[Data provided — start]
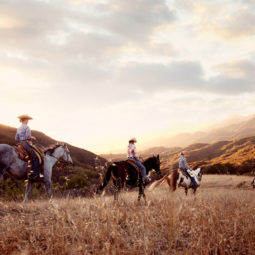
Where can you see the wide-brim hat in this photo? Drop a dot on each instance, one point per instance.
(133, 140)
(25, 117)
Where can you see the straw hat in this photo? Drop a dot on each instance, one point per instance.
(133, 140)
(24, 117)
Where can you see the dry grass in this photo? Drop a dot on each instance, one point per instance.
(217, 221)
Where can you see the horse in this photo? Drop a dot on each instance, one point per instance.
(11, 163)
(179, 179)
(253, 183)
(125, 174)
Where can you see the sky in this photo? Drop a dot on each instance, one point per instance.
(96, 73)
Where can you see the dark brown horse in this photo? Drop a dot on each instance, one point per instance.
(125, 174)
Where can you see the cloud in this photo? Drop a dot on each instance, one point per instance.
(226, 20)
(188, 76)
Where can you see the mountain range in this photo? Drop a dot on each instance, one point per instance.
(231, 128)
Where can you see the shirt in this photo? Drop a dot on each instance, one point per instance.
(131, 151)
(183, 163)
(23, 133)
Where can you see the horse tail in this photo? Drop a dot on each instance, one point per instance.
(174, 179)
(107, 176)
(160, 181)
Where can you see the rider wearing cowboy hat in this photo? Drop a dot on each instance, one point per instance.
(132, 154)
(183, 164)
(23, 136)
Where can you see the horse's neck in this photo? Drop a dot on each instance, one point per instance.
(53, 158)
(57, 153)
(197, 171)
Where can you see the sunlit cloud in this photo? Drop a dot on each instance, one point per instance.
(94, 73)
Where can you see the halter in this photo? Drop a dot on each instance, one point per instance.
(59, 161)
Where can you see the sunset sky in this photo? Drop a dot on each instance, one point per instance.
(95, 73)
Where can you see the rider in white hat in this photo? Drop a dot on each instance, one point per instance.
(132, 154)
(183, 164)
(24, 137)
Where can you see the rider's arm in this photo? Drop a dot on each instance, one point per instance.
(28, 134)
(17, 137)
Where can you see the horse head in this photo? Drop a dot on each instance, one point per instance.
(61, 152)
(199, 174)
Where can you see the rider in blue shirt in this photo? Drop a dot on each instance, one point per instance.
(183, 164)
(23, 136)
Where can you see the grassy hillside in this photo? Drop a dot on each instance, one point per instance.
(232, 128)
(219, 220)
(72, 179)
(81, 157)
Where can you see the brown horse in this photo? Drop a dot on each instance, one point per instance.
(179, 179)
(125, 174)
(253, 183)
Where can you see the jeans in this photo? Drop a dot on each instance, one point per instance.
(193, 180)
(35, 163)
(140, 164)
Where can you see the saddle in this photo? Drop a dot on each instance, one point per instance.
(23, 154)
(133, 163)
(184, 172)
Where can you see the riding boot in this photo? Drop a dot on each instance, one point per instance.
(194, 183)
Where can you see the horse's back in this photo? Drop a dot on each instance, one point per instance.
(5, 148)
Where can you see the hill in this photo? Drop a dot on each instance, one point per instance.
(81, 157)
(231, 128)
(233, 157)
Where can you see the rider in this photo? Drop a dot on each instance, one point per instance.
(132, 154)
(183, 164)
(23, 136)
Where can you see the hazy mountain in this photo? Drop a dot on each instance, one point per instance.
(236, 156)
(231, 128)
(81, 157)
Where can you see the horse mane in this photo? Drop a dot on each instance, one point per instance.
(51, 149)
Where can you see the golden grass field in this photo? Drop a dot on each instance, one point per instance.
(220, 219)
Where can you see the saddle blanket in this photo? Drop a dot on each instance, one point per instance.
(133, 163)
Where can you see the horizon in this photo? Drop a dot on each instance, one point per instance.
(154, 143)
(96, 73)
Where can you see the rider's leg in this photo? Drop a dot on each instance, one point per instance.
(193, 180)
(144, 174)
(35, 163)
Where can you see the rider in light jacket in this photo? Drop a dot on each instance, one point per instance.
(132, 154)
(183, 164)
(23, 136)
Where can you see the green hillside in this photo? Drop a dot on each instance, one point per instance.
(224, 157)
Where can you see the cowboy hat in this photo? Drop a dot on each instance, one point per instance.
(132, 140)
(24, 117)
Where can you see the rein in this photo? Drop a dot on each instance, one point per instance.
(62, 163)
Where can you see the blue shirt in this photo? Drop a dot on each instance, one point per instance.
(183, 163)
(23, 133)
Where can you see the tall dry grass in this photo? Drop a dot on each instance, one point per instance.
(216, 221)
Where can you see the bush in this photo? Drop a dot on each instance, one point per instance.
(77, 182)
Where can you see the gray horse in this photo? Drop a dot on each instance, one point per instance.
(10, 162)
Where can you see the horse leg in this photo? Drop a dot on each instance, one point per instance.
(28, 190)
(141, 190)
(48, 188)
(2, 171)
(116, 189)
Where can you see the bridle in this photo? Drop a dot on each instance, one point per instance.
(60, 162)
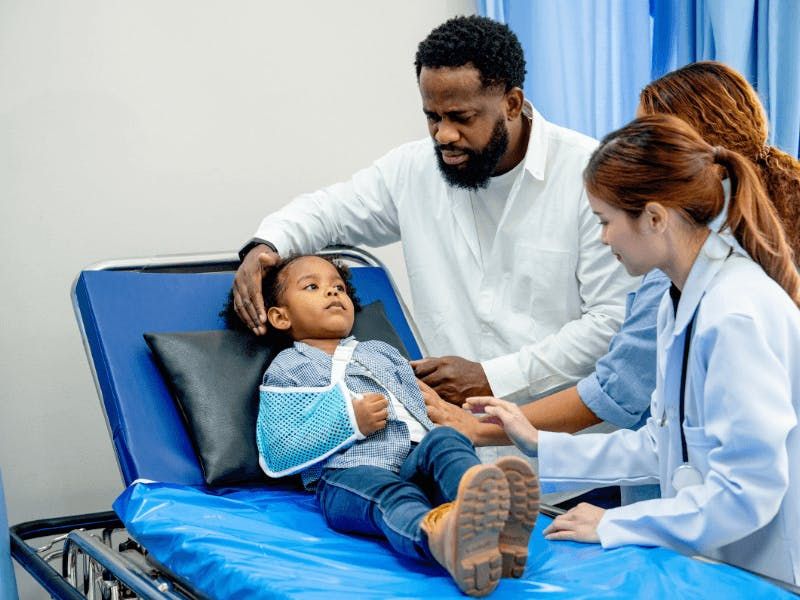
[Data provided — finish]
Exercise prompt: Leaving out the images, repeat the listing above exactly.

Answer area:
Where can you see the wide-brim hat in this photo? Drop a dot on each instance, one point per instance.
(133, 140)
(25, 117)
Where can you see the straw hat in this photo? Drop a dot on each instance, one point per instance.
(133, 140)
(24, 117)
Where can you see the dry grass in this photo? Drop a dot on each instance, one point per instance.
(217, 221)
Where can you see the horse in this photo? Drop a dot on each instance, one point per instance.
(11, 163)
(179, 179)
(253, 183)
(125, 174)
Where can you see the sky in this photo? Drop a dot on each instance, one point per instance.
(96, 73)
Where can you see the dark brown horse in this photo? Drop a dot on each instance, one point per instance.
(125, 174)
Where can you see the cloud in this photo? Drop a dot on each instance, one point per instance.
(226, 20)
(188, 76)
Where can you see the mountain range in this photo? Drop a dot on each instance, one point per instance.
(231, 128)
Where can you see the shirt in this photo? Drop a dot on each instance, one point per instance.
(131, 151)
(183, 163)
(23, 133)
Where can you see the horse tail in this photo? Drop a dot on each instance, one point per instance.
(174, 179)
(107, 176)
(160, 181)
Where can you see the rider wearing cowboy hat in this photo? Drop a dot on each instance, one point per instance.
(132, 154)
(183, 164)
(23, 136)
Where can you see the horse's neck in this photo? Drop a dot on each instance, one point per instance.
(53, 158)
(57, 153)
(197, 171)
Where can you see the sunlit cloud in this photo? Drop a dot on each instance, one point per instance.
(94, 73)
Where can you see the halter in this photo? Drop a dot on each instance, one point per instance.
(59, 161)
Where can you see the sunset sky in this photo? Drop a dot on each instance, one point per instance.
(95, 73)
Where can you see the rider in white hat in this photo? Drop a dot on each instance, one point per instance.
(132, 154)
(183, 164)
(24, 137)
Where can you see the rider's arm in this photo? Drop a dot on each instance, one point per instance.
(28, 134)
(17, 137)
Where can you see the horse head in this photo? Drop a dot on each instance, one point per instance.
(61, 152)
(199, 174)
Where can you see the rider in blue shirt in this photo? Drop a dot on each instance, one point per instance.
(183, 164)
(23, 136)
Where can you see the grassy hillside in this photo? Drop a dot on each instance, one point per instance.
(232, 128)
(219, 220)
(72, 179)
(81, 157)
Where can you see the brown horse in this photo? Drop a dot on each instance, one point per instance.
(179, 179)
(125, 174)
(253, 183)
Where can you see the jeans in this photo? Drop a dot on each instance, one point per instance.
(193, 180)
(35, 163)
(140, 164)
Where can you see the saddle in this photo? Drop a dot on each instance, one point per instance.
(23, 154)
(133, 163)
(184, 172)
Where can you see the riding boot in this photo? Drop a dot on each instance, one point per instance.
(194, 183)
Where can you see the horse's back in this photo? Drop a dot on each instance, one point per instance.
(5, 148)
Where can you see the hill in this photo? Drop a dot on each instance, one point per instance.
(81, 157)
(231, 128)
(233, 157)
Where can you see the rider in this photo? Drop a dot on each instance, one point per instance.
(132, 154)
(183, 164)
(23, 136)
Where can you see the hazy mountain in this photo? Drop a dot on each instance, one point per instance.
(236, 156)
(231, 128)
(81, 157)
Where can you see the horse mane in this photo? Drop a dot on each instance, one point per instance.
(51, 149)
Where can you see the golden grass field in this photo? Drop a dot on each instance, one point per instance.
(220, 219)
Where can you see the saddle blanket in this photo? Drop a dot on each instance, one point per instance.
(133, 163)
Where can you see the horizon in this photo? Drop a dot on each instance, one point per instance.
(154, 143)
(96, 73)
Where can you see the rider's leg in this photo? Drop a dot on each instance, one point per instance.
(193, 180)
(144, 174)
(35, 163)
Where can you see the rider in light jacket in this photo? Drop a dot on each instance, one point per instance.
(132, 154)
(183, 164)
(23, 136)
Where can you see the green hillside in this photo? Drop a dot on each instance, one point per instance.
(224, 157)
Where can you see the cowboy hat in this photo? Drop a dot on each instance, one point per instance.
(132, 140)
(24, 117)
Where can you see the rein in this photo? Drop a dot on each instance, one point per instance.
(62, 163)
Where can you see the blue shirt in this photo? Drop a dot on each instance, one point per instance.
(183, 163)
(23, 133)
Where can you see the tall dry grass in this photo? Drop a dot on each instance, one point per instance.
(216, 221)
Where can you see the bush in this photo? Drop a dot on each instance, one point per instance.
(77, 182)
Where can you see the gray horse in this photo? Drop a dot on each instance, one point per instance.
(10, 162)
Where can you see the horse leg in this photo? Drop a dot on each instance, one point per instance.
(28, 190)
(141, 190)
(48, 188)
(2, 171)
(116, 189)
Where can you see the bridle in this photo? Drop a dot on each instance, one point per instance.
(60, 162)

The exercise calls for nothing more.